### [SOURCE TEXT]
For animals receiving large amounts of omega-3 fatty acids in dry pet food, it is important to be aware that diets high in the long-chain fatty acids are more susceptible to oxidation so owners (particularly of cats or small dogs which take longer to finish a bag of dry food) should be cautioned to purchase small enough bags so that the bag is finished within 4 to 6 weeks and to store the unused food properly (e.g. purchased and opened by the expiration date, storing food in the original bag with extra air expressed).

While many dogs and cats appear to enjoy the taste of fish oil and will willingly eat it in the diet or as a supplement, others appear to dislike the taste. Because of the strong flavour of fish oil, one must be careful to avoid the stress of giving a supplement if the animal dislikes it or causing food aversions by feeding a food containing fish oil or by administering fish oil in the food.

Finally, an important issue related to the safety of omega-3 fatty acid supplements is quality control. In the USA and in many other countries, dietary supplements currently do not require proof of safety, efficacy or quality control to be marketed (Coppens and others 2006, FDA 2010). Because dietary supplements are regulated very differently than drugs, poor-quality control of these products can be a significant problem in that the amount in the product may be much less (or more) than stated on the label or may contain contaminants.

### [RECORD EXCERPTS]
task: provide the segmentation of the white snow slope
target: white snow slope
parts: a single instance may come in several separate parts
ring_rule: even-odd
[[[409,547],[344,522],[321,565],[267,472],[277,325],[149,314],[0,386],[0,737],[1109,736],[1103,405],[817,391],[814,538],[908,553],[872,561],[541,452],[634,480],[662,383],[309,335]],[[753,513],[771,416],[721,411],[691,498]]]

---

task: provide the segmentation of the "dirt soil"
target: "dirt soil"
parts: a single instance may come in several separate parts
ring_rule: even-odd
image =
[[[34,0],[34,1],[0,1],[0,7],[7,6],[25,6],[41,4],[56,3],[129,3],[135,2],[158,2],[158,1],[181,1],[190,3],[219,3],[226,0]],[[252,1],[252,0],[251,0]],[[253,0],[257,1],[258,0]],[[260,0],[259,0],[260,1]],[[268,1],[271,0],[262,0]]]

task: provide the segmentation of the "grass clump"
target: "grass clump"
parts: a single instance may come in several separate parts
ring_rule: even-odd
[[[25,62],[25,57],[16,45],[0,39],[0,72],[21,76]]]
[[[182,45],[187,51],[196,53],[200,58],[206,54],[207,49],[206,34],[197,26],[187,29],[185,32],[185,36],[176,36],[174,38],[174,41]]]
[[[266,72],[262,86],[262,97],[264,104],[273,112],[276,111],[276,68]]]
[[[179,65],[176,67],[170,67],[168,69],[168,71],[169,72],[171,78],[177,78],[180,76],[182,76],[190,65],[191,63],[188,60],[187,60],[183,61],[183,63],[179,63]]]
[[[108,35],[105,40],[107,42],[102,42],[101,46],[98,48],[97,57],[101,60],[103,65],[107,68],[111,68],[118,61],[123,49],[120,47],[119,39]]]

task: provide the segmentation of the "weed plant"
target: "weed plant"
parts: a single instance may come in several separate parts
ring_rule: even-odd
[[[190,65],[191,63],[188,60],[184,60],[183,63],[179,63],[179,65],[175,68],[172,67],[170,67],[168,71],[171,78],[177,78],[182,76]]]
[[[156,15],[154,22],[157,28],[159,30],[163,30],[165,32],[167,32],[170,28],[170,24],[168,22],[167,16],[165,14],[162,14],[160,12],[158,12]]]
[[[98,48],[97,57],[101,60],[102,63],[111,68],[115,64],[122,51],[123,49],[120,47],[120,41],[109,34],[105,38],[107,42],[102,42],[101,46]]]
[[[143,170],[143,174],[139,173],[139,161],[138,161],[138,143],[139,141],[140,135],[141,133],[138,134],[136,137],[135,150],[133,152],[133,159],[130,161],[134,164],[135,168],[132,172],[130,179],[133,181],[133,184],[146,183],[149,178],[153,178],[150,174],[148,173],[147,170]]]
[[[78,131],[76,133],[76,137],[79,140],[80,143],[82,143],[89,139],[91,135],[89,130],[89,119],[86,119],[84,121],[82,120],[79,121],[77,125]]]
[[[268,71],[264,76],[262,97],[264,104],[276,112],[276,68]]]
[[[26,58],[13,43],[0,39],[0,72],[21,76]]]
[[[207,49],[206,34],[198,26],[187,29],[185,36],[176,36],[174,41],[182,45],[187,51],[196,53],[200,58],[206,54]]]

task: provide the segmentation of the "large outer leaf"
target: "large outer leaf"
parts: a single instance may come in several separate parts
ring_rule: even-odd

...

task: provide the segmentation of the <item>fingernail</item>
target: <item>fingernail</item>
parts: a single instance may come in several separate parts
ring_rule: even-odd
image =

### [EXERCISE TASKS]
1/ According to the passage on omega-3 fatty acids in pet diets, within how many weeks should a bag of dry food be finished?
2/ In the passage on omega-3 fatty acids in pet diets, rewrite everything from "Finally, an important" down to "may contain contaminants.", changing "dietary supplements" to "nutritional supplements".
3/ Write the next part of the passage on omega-3 fatty acids in pet diets, starting after its last sentence.

### [RESPONSES TO THE TASKS]
1/ Within 4 to 6 weeks.

2/
Finally, an important issue related to the safety of omega-3 fatty acid supplements is quality control. In the USA and in many other countries, nutritional supplements currently do not require proof of safety, efficacy or quality control to be marketed (Coppens and others 2006, FDA 2010). Because nutritional supplements are regulated very differently than drugs, poor-quality control of these products can be a significant problem in that the amount in the product may be much less (or more) than stated on the label or may contain contaminants.

3/
Clinical recommendations

Because of the wide variation in concentrations and quality control, without specific recommendations, owners may end up administering too much or too little omega-3 fatty acids to an animal or may provide a poor-quality product. Clinicians must obtain a careful diet history to determine the type of food an animal is eating and whether it contains any omega-3 fatty acids, as well as any dietary supplements the animal is receiving. Based on this information, a plan for increasing omega-3 fatty acids can be developed and specific recommendations can be made for the individual animal (Table 1).

Table 1. Clinical recommendations for omega-3 fatty acid supplementation in dogs and cats with cardiac disease
•Decide if omega-3 fatty acids will be provided via diet or supplements.
 • If using diet, ensure that the diet contains 80 to 150 mg/100 kcal EPA + DHA. If the diet is enriched in EPA and DHA but not at this concentration, consider additional supplementation but at lower doses.
 • If using a supplement, recommend a specific product that the clinician has researched to have good quality control and knows the specific concentration of EPA and DHA, as well as any other ingredients.
  • Recommend a specific dose of that brand appropriate for the patient.
   • 40 mg/kg eicosapentaenoic acid (EPA) and 25 mg/kg docosahexaenoic acid (DHA).
   • A ratio of EPA:DHA of approximately 1·5:1.
 • Vitamin E (α-tocopherol) should be included in the product (diet or supplement) to help prevent oxidation.
 • Products (diets or supplements) which include other nutrients in addition to EPA and DHA should be carefully evaluated on an individual basis to ensure that the dose of the other ingredient(s) is optimal for that individual patient.
• Ensure palatability of product for the individual animal.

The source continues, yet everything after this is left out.